Saved data entries:
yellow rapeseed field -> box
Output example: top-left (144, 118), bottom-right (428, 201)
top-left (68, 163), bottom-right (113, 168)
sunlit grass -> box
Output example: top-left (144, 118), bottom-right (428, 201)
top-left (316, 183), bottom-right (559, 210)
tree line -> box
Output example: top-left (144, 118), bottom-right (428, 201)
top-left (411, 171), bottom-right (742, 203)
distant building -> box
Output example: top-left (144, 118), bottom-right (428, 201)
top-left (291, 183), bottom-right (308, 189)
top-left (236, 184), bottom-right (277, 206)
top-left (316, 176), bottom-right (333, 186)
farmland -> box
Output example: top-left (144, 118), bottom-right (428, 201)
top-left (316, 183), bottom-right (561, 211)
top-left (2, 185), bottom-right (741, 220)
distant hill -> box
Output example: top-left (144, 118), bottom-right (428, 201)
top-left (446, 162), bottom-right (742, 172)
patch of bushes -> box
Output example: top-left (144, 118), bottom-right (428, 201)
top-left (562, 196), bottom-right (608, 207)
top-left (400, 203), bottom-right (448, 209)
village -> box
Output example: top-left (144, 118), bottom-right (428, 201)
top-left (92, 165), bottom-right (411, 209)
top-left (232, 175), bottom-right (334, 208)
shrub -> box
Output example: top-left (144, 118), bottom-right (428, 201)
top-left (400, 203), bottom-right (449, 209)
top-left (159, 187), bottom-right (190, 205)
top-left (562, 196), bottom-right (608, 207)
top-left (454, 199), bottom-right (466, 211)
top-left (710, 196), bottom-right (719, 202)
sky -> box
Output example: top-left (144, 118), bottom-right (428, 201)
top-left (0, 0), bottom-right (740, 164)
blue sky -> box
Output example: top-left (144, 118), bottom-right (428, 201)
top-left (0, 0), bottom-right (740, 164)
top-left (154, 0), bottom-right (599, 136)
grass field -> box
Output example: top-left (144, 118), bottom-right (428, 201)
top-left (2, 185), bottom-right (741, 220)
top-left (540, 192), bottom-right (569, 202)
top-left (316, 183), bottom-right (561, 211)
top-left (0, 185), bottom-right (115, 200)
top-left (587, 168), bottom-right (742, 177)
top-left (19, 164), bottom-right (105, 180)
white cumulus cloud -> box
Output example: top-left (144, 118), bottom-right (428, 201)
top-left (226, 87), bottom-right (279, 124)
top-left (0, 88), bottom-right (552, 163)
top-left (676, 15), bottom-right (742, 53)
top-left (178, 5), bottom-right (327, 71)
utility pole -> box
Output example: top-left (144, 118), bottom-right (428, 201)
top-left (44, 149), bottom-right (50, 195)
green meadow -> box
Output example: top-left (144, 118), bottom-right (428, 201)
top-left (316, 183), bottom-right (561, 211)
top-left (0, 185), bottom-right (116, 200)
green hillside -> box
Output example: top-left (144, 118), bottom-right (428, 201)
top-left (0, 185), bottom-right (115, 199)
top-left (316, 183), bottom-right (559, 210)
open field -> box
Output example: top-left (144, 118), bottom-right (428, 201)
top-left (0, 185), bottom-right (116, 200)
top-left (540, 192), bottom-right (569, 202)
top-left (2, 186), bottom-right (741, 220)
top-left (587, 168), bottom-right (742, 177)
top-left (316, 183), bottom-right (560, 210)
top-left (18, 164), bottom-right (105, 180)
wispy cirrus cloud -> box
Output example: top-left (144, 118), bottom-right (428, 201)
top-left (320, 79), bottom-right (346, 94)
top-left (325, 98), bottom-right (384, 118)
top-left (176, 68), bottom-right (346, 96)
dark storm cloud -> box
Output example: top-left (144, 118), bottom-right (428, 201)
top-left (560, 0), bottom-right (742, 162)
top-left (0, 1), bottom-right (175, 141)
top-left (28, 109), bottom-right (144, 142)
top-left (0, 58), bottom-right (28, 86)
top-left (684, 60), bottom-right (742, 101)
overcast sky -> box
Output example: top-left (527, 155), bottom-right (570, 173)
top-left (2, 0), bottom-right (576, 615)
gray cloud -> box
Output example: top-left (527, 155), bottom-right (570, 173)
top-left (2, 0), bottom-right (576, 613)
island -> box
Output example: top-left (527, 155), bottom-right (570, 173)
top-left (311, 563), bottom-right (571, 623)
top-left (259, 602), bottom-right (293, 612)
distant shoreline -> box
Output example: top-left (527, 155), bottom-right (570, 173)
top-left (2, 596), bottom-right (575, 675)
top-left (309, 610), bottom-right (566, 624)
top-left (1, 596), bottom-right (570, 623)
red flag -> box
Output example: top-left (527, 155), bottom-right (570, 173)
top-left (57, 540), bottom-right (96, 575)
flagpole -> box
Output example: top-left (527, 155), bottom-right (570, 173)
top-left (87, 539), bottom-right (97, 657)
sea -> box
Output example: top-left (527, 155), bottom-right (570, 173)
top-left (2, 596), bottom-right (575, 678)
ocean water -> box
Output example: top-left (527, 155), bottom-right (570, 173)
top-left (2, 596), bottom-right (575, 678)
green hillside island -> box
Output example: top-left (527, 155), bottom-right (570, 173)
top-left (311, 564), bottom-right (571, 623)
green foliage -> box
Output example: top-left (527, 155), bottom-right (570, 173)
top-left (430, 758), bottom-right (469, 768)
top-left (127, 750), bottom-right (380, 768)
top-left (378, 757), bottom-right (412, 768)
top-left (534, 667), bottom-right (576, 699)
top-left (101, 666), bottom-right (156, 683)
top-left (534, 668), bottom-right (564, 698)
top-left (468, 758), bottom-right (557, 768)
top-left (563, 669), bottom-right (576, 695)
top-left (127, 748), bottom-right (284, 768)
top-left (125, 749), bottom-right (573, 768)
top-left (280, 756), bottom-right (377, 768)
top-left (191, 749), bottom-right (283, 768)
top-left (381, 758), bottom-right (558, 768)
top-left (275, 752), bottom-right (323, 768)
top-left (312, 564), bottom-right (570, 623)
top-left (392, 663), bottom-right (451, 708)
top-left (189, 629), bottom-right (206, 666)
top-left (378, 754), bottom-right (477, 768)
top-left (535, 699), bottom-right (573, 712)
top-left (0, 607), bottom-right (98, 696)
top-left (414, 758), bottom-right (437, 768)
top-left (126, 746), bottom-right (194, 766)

* * *

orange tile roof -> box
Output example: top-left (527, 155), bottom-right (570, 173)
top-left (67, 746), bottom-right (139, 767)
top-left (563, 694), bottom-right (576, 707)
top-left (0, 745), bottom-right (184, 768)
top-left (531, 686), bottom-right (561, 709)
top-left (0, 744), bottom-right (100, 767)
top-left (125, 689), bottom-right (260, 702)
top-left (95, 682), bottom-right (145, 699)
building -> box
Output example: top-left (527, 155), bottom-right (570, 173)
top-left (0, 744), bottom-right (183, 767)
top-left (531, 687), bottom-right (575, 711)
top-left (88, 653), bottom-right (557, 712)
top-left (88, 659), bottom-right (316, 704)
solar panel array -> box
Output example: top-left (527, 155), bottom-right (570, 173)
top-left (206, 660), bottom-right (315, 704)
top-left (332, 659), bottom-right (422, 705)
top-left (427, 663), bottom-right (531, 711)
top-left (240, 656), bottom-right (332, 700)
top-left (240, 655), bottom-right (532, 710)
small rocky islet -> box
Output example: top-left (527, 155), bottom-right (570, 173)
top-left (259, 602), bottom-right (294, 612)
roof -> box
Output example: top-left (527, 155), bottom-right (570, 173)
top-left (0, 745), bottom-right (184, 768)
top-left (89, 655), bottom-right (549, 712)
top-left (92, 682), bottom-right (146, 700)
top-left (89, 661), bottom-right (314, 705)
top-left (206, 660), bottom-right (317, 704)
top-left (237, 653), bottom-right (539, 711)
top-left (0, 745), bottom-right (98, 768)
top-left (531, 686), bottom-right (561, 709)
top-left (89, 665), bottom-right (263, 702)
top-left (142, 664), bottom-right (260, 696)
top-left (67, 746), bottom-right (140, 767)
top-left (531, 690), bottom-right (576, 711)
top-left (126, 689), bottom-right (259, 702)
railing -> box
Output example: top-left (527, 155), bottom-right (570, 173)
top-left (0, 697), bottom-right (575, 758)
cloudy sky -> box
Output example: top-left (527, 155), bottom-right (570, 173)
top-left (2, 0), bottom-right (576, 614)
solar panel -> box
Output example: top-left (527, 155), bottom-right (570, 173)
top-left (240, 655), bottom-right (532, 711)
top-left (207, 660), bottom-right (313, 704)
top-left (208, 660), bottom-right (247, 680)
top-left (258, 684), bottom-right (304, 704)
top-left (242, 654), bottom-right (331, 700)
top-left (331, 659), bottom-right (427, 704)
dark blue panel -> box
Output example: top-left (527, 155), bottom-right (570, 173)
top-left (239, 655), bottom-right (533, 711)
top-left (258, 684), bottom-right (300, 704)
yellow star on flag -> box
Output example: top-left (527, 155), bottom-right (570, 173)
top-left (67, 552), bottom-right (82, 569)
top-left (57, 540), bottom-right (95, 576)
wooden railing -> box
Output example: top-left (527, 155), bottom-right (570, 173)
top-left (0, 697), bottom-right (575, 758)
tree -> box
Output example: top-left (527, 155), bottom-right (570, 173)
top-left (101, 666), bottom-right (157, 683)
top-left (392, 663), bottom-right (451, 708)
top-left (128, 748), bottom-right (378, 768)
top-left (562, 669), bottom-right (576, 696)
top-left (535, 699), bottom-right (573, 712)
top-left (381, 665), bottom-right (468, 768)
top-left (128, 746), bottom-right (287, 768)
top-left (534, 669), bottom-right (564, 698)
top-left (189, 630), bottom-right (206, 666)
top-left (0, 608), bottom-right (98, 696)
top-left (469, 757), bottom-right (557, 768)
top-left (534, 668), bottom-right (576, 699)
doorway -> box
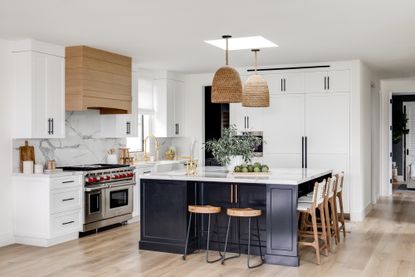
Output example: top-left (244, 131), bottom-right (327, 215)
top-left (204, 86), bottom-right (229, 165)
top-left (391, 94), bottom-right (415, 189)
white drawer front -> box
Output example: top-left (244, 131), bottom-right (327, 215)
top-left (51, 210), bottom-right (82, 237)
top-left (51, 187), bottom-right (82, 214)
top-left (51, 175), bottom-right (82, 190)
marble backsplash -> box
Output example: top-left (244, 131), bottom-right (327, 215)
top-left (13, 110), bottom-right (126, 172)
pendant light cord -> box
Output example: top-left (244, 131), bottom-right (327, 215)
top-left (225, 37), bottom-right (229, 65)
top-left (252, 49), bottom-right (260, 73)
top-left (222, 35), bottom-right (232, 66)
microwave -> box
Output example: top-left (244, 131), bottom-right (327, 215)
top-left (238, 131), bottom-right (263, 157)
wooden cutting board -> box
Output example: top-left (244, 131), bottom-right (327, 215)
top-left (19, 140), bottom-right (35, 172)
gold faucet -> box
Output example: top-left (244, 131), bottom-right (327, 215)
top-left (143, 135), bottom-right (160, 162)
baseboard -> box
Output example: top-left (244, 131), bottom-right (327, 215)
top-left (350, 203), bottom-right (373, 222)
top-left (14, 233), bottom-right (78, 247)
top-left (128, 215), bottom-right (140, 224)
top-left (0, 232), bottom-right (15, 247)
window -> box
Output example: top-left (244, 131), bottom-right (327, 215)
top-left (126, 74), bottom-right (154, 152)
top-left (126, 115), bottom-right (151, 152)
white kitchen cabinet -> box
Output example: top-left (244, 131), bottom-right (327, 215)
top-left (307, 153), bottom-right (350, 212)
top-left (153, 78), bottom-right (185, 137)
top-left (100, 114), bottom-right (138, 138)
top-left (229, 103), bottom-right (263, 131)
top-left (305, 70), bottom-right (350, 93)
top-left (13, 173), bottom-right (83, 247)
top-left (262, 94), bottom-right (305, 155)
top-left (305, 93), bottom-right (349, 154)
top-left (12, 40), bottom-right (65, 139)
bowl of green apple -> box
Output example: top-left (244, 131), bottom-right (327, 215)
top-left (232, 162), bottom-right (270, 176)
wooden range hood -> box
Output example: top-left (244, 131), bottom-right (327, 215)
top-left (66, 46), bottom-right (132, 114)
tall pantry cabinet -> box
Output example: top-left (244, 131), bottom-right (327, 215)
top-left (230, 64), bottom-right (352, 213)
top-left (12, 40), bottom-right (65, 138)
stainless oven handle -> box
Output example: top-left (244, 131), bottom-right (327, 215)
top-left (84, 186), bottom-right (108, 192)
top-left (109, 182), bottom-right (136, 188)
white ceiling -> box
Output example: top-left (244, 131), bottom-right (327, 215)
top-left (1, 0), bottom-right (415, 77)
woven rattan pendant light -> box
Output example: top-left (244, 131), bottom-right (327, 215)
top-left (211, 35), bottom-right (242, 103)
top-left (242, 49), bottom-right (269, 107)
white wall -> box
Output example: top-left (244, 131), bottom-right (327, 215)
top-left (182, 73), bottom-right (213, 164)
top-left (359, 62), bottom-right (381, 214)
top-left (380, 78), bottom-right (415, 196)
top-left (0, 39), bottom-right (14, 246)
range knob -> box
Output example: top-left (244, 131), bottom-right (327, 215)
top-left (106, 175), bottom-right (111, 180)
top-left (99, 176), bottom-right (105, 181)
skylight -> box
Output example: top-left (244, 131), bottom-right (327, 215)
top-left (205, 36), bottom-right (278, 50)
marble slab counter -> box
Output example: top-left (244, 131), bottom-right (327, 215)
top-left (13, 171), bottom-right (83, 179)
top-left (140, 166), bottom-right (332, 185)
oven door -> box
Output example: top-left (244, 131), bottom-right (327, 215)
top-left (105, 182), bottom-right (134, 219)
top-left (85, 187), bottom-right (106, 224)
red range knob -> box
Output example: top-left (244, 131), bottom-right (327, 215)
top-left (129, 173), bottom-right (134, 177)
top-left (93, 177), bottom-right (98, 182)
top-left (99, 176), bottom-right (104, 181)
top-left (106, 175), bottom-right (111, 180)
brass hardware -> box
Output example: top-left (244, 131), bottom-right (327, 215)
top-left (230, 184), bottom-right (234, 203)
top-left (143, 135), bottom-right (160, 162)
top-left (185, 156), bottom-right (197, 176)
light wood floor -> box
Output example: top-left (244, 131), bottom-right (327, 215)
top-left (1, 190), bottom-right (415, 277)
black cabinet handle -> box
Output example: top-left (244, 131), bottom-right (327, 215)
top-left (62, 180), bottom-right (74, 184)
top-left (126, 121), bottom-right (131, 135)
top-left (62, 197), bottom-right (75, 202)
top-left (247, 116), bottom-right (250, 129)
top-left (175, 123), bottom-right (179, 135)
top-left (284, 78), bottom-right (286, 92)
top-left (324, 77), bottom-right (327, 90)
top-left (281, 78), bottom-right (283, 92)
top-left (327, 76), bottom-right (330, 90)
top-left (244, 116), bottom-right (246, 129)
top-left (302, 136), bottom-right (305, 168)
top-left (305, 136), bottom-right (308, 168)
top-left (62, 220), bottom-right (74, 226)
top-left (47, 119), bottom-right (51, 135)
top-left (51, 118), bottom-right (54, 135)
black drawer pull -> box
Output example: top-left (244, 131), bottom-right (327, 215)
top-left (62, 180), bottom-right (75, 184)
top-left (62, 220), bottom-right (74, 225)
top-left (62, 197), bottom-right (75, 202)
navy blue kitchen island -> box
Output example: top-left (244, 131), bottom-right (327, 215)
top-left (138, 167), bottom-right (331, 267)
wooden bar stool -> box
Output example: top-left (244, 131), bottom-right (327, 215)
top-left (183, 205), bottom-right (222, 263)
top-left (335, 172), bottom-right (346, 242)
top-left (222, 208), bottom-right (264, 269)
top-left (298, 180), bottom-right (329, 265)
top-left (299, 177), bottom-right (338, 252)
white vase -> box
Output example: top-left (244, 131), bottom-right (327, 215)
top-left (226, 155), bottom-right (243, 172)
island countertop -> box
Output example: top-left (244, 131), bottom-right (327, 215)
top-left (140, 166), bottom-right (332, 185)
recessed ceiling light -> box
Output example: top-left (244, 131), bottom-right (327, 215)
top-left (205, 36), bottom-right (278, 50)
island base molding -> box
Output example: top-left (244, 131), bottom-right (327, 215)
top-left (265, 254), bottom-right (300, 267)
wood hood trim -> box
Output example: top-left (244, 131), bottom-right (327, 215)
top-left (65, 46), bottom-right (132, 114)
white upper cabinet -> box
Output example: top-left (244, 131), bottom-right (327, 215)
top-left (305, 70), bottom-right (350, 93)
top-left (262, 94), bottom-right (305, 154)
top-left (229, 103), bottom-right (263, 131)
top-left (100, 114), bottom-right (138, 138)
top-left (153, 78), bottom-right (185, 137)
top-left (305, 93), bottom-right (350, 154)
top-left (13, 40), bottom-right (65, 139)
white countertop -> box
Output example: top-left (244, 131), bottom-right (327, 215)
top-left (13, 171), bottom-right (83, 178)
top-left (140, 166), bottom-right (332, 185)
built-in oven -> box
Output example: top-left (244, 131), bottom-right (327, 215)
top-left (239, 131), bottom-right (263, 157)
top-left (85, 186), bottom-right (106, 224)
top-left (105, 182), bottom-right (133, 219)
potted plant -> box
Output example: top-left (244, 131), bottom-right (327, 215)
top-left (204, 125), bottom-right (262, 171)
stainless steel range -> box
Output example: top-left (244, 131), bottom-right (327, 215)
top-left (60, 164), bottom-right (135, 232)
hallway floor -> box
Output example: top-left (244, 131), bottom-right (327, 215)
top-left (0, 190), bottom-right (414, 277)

...

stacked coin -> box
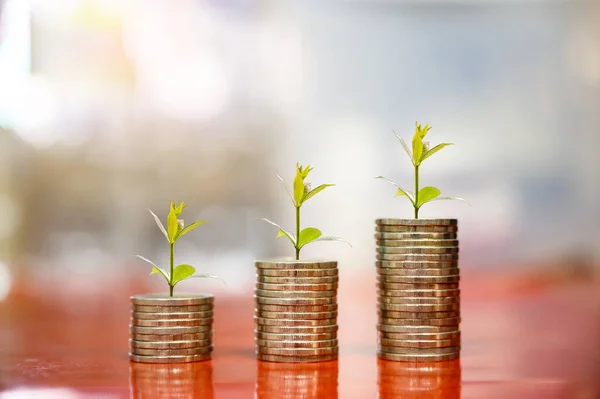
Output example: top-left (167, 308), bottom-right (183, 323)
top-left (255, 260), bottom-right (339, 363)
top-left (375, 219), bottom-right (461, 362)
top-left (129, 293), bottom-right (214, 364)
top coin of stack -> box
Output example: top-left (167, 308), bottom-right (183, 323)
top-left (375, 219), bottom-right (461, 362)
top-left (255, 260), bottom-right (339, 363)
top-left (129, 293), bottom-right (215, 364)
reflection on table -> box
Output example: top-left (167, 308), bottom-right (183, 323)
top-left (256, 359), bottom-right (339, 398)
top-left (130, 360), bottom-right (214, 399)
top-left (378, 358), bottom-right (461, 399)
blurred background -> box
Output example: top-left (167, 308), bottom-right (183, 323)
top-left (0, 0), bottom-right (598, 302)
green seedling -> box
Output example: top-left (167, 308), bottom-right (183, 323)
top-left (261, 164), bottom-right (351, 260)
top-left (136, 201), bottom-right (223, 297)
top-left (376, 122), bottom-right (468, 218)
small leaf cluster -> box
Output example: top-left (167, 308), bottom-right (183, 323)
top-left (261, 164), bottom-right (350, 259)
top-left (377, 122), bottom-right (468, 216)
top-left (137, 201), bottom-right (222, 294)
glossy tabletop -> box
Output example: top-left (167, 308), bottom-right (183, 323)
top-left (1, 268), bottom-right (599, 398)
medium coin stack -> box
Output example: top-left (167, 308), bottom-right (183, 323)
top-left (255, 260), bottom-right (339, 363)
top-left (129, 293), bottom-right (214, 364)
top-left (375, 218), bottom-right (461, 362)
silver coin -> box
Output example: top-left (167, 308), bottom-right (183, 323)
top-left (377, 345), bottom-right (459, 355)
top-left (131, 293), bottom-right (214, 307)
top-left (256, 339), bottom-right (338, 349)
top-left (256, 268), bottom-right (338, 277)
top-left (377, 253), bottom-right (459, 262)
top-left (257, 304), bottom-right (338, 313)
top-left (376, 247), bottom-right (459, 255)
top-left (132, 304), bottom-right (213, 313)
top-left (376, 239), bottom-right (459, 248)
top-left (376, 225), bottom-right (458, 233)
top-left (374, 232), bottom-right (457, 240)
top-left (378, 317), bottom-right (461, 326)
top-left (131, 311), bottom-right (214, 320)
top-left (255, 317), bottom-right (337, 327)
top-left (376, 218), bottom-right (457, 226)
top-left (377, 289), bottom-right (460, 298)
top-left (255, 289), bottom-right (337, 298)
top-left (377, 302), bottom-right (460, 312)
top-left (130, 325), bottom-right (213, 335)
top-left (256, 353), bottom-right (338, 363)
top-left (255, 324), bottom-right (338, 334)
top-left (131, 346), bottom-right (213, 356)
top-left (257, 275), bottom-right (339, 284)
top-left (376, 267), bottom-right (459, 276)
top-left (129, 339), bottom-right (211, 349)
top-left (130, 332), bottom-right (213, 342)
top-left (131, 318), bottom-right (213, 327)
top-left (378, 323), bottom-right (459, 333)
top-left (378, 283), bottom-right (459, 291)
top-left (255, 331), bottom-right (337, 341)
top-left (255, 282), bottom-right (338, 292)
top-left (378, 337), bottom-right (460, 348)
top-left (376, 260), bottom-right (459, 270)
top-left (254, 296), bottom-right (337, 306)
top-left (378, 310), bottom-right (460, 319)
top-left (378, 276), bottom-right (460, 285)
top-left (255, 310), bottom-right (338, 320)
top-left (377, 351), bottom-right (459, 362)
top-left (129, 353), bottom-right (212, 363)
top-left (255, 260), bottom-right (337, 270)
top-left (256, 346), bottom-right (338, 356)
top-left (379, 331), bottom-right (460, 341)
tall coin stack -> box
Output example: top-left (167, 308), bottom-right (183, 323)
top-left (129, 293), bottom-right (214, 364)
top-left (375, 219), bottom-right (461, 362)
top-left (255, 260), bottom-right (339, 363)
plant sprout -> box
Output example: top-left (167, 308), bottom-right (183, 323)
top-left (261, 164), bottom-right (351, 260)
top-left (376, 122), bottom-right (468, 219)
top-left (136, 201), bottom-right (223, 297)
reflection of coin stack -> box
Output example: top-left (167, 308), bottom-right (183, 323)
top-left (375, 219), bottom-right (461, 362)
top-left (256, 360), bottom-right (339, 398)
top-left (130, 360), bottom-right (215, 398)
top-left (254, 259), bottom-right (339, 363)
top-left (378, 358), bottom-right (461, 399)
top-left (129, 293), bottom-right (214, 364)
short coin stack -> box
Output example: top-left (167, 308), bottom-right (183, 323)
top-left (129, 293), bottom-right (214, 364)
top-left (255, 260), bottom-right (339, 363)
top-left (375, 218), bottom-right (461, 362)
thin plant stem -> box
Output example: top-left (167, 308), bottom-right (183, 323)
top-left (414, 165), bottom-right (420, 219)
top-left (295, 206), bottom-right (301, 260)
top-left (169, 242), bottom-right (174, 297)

TASK REQUIREMENTS –
Working from the data above, extract solely the lines from the one containing "white kitchen cabinet -> box" through the one containing "tall pantry cabinet -> box", exactly as they appear, both included.

RESPONSE BELOW –
white kitchen cabinet -> box
Output example: top-left (244, 131), bottom-right (327, 215)
top-left (307, 153), bottom-right (350, 212)
top-left (153, 78), bottom-right (185, 137)
top-left (100, 114), bottom-right (138, 138)
top-left (229, 103), bottom-right (263, 131)
top-left (305, 70), bottom-right (350, 93)
top-left (13, 173), bottom-right (83, 247)
top-left (262, 94), bottom-right (305, 155)
top-left (305, 93), bottom-right (349, 154)
top-left (12, 40), bottom-right (65, 139)
bowl of green apple -> box
Output example: top-left (244, 131), bottom-right (327, 215)
top-left (232, 162), bottom-right (270, 176)
wooden range hood -> box
Output example: top-left (244, 131), bottom-right (327, 215)
top-left (66, 46), bottom-right (132, 114)
tall pantry cabinet -> box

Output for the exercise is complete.